## Data to use
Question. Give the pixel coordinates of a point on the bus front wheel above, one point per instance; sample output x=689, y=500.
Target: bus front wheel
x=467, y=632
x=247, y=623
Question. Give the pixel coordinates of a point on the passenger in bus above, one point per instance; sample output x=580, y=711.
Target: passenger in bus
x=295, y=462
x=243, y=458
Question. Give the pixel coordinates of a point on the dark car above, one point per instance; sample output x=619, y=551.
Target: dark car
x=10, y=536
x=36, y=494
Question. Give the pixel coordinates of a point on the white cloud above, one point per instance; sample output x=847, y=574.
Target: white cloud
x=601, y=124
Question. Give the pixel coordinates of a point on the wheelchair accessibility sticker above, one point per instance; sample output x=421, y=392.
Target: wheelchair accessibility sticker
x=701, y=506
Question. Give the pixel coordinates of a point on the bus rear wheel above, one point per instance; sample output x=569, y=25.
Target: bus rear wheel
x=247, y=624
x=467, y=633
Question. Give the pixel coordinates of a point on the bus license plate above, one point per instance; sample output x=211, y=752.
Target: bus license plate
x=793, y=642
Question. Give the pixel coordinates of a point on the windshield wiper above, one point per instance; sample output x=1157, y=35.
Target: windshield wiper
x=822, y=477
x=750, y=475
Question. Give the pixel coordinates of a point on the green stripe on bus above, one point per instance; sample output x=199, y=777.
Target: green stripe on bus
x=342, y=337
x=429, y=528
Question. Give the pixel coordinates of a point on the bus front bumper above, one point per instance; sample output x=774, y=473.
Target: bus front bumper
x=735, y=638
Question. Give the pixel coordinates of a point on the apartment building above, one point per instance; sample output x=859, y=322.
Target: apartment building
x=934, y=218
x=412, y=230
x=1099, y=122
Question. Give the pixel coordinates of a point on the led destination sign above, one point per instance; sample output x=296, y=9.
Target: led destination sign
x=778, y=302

## Problem details
Present every line of the material above as a Markdown table with two columns, Row and Line. Number the lines in order and omit any blank lines.

## Expected answer
| Row | Line |
|---|---|
| 1 | Question. Give the pixel coordinates of a point on the bus front wheel above, one point per instance; sample output x=689, y=500. |
| 2 | Target: bus front wheel |
| 3 | x=467, y=632 |
| 4 | x=247, y=623 |
| 5 | Question. Give the pixel coordinates of a point on the passenger in bus above, one point per instance; sample output x=580, y=711. |
| 6 | Target: passenger in bus |
| 7 | x=295, y=462 |
| 8 | x=243, y=458 |
| 9 | Question. Give the pixel coordinates of a point on the dark car above, one point per instance; sample output x=619, y=551. |
| 10 | Target: dark car |
| 11 | x=10, y=536 |
| 12 | x=36, y=494 |
| 13 | Question. Give the pixel coordinates of a point on the white cloud above, one point per instance; sample output x=847, y=574. |
| 14 | Target: white cloud |
| 15 | x=601, y=124 |
| 16 | Question. Give the pixel coordinates of a point on the wheelchair accessibility sticker above, one point per instance; sample output x=421, y=392. |
| 17 | Target: wheelchair accessibility sticker |
| 18 | x=701, y=506 |
| 19 | Question. Give the pixel coordinates of a point on the bus rear wheel above, one point per instance; sample output x=569, y=25. |
| 20 | Target: bus rear wheel |
| 21 | x=247, y=624 |
| 22 | x=467, y=633 |
| 23 | Question. Give the pixel coordinates of a point on the bus license plate above, one point per instance; sample output x=211, y=752. |
| 24 | Target: bus license plate |
| 25 | x=793, y=642 |
| 26 | Question. Give the pixel coordinates of a point on the windshield wiper above, one point per instance; sample output x=1157, y=35. |
| 27 | Target: windshield wiper |
| 28 | x=822, y=477 |
| 29 | x=750, y=475 |
| 30 | Question. Give the pixel coordinates of a point on the green stripe on bus above, one point per instance; sample output x=199, y=777. |
| 31 | Target: green stripe on bus |
| 32 | x=342, y=337 |
| 33 | x=429, y=528 |
| 34 | Question. Give the pixel coordinates of a point on the bus front bumper above, one point per instance; sample output x=774, y=473. |
| 35 | Target: bus front bumper |
| 36 | x=735, y=638 |
| 37 | Question. Give the pixel coordinates of a point on the apartment building above, one point per instance; sample output x=859, y=322. |
| 38 | Target: apartment building |
| 39 | x=934, y=218 |
| 40 | x=412, y=230 |
| 41 | x=1099, y=122 |
| 42 | Question. Give the pixel coordinates of a point on the led destination sign above, one point per instance; sample output x=296, y=9. |
| 43 | Target: led destination sign |
| 44 | x=778, y=302 |